* [Passage for review]:
State Supreme Court hears abortion case
A law requiring a 24-hour wait before having an abortion
is now before the high court
By Allen Palmeri
Staff Writer
November 15, 2005
JEFFERSON CITY —A law requiring a 24-hour wait before having an abortion in Missouri that, for the most part, has been languishing in litigation since September 2003, is moving within the legal system again.
The Missouri Supreme Court actually heard the case Nov. 8, giving hope to Missouri Southern Baptists and other pro-life citizens that a favorable decision may be forthcoming. Elected representatives and senators voted to enact the law by overriding a gubernatorial veto, but non-elected judges have bottled it up in federal and state courtrooms for more than two years.
“It’s absolutely ludicrous that we’ve had to wait this long for any kind of judgment (on the 24-hour wait law),” said Rodney Albert, chairman of the Missouri Baptist Convention’s Christian Life Commission. “The judiciary is once again interfering with the right of the people to govern themselves. Missourians have clearly spoken to this issue. We want such a weighty issue to be given time for deliberation in the minds of vulnerable women who are in crisis mode. To wait 24 hours after being given vital information about this horrendous procedure is a reasonable request and could not in any stretch of the imagination be considered unconstitutional.”

* [Source material]:
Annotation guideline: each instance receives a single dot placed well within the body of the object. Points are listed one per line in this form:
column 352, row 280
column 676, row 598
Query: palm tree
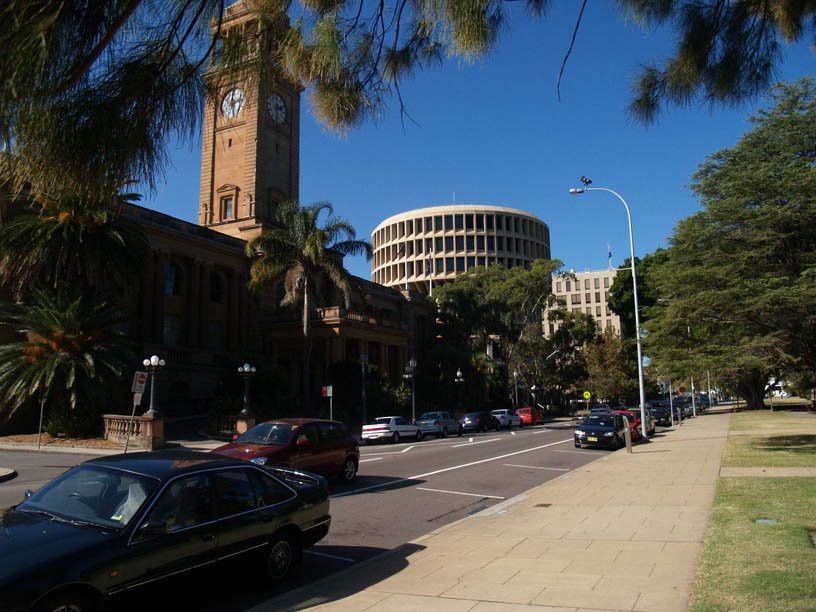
column 72, row 351
column 301, row 253
column 71, row 240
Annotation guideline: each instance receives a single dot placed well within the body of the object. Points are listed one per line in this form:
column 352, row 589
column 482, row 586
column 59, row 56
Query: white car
column 507, row 418
column 390, row 428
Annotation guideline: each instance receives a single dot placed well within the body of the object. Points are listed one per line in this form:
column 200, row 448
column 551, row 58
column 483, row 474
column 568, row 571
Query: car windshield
column 599, row 420
column 276, row 434
column 92, row 495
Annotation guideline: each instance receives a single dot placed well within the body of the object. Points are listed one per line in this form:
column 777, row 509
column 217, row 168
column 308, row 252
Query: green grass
column 771, row 439
column 750, row 566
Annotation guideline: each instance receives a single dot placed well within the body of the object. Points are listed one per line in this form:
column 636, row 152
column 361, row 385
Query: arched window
column 216, row 288
column 173, row 279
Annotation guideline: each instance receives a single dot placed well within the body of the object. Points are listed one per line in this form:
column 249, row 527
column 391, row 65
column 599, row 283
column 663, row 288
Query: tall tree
column 71, row 356
column 82, row 242
column 740, row 276
column 88, row 88
column 303, row 254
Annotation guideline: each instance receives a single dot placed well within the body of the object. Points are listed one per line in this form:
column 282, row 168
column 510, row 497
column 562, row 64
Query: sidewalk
column 622, row 533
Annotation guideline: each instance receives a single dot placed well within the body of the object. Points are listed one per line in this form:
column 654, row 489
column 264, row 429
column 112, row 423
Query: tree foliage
column 89, row 90
column 306, row 257
column 739, row 279
column 71, row 354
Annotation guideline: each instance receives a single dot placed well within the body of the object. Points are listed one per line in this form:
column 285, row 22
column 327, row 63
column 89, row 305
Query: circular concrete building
column 419, row 248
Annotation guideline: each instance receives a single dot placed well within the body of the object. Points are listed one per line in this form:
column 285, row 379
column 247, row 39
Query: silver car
column 439, row 423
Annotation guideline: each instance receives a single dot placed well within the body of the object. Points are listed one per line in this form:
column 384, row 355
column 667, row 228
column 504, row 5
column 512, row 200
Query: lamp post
column 515, row 387
column 585, row 188
column 246, row 372
column 153, row 365
column 363, row 363
column 460, row 384
column 410, row 371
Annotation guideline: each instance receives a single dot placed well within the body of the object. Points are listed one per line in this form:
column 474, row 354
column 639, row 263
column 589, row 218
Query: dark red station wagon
column 325, row 447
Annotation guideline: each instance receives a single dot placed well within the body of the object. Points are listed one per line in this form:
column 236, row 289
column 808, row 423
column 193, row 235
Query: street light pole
column 410, row 374
column 246, row 372
column 152, row 365
column 363, row 363
column 460, row 383
column 584, row 189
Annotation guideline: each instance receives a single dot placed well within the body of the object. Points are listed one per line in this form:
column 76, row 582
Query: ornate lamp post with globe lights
column 246, row 372
column 153, row 365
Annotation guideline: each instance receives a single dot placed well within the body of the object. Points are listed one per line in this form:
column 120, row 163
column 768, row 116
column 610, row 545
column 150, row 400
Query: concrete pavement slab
column 624, row 532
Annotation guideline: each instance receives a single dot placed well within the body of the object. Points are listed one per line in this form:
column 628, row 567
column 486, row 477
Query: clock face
column 232, row 103
column 277, row 108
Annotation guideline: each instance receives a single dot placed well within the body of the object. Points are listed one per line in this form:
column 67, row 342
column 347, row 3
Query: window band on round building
column 420, row 248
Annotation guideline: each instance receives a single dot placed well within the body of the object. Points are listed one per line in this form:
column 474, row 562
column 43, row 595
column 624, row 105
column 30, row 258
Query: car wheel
column 280, row 557
column 349, row 470
column 66, row 601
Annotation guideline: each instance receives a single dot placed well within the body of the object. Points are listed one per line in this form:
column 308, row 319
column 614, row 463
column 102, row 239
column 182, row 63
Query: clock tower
column 250, row 145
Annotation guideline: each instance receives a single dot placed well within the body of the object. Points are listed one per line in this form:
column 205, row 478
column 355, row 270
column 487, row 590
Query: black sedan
column 479, row 421
column 113, row 524
column 607, row 430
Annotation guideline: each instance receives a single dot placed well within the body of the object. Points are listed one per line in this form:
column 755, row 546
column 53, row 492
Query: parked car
column 479, row 421
column 531, row 415
column 440, row 424
column 390, row 428
column 507, row 418
column 325, row 447
column 662, row 416
column 634, row 422
column 607, row 430
column 112, row 524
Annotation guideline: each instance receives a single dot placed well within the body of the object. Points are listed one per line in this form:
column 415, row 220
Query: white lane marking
column 449, row 469
column 535, row 467
column 459, row 493
column 317, row 554
column 471, row 443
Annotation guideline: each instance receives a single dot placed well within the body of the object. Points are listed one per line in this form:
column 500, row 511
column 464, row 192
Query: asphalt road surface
column 402, row 491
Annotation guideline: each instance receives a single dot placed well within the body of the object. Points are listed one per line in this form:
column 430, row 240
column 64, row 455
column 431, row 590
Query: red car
column 315, row 445
column 634, row 422
column 530, row 415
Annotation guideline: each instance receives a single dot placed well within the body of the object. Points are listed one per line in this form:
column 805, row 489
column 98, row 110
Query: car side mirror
column 152, row 529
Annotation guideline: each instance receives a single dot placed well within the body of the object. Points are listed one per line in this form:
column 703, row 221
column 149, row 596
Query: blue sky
column 494, row 132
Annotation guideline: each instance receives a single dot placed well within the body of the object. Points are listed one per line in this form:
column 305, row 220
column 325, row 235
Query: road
column 402, row 491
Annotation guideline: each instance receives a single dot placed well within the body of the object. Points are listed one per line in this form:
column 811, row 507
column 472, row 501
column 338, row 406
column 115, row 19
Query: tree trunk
column 307, row 349
column 751, row 388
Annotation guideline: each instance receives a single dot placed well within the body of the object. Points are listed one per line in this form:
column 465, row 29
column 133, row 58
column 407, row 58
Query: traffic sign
column 139, row 382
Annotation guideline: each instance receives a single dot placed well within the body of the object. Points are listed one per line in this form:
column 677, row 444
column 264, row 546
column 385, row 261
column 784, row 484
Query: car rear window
column 267, row 433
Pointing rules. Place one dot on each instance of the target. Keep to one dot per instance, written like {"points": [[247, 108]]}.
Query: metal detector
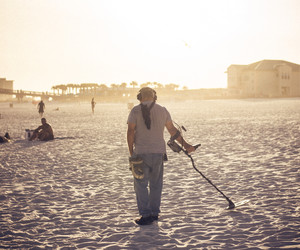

* [Goal of the exercise]:
Reproduce the full article on the Missouri Supreme Court hearing the 24-hour abortion wait case, word for word from headline to closing quotation.

* [Solution to this problem]:
State Supreme Court hears abortion case
A law requiring a 24-hour wait before having an abortion
is now before the high court
By Allen Palmeri
Staff Writer
November 15, 2005
JEFFERSON CITY —A law requiring a 24-hour wait before having an abortion in Missouri that, for the most part, has been languishing in litigation since September 2003, is moving within the legal system again.
The Missouri Supreme Court actually heard the case Nov. 8, giving hope to Missouri Southern Baptists and other pro-life citizens that a favorable decision may be forthcoming. Elected representatives and senators voted to enact the law by overriding a gubernatorial veto, but non-elected judges have bottled it up in federal and state courtrooms for more than two years.
“It’s absolutely ludicrous that we’ve had to wait this long for any kind of judgment (on the 24-hour wait law),” said Rodney Albert, chairman of the Missouri Baptist Convention’s Christian Life Commission. “The judiciary is once again interfering with the right of the people to govern themselves. Missourians have clearly spoken to this issue. We want such a weighty issue to be given time for deliberation in the minds of vulnerable women who are in crisis mode. To wait 24 hours after being given vital information about this horrendous procedure is a reasonable request and could not in any stretch of the imagination be considered unconstitutional.”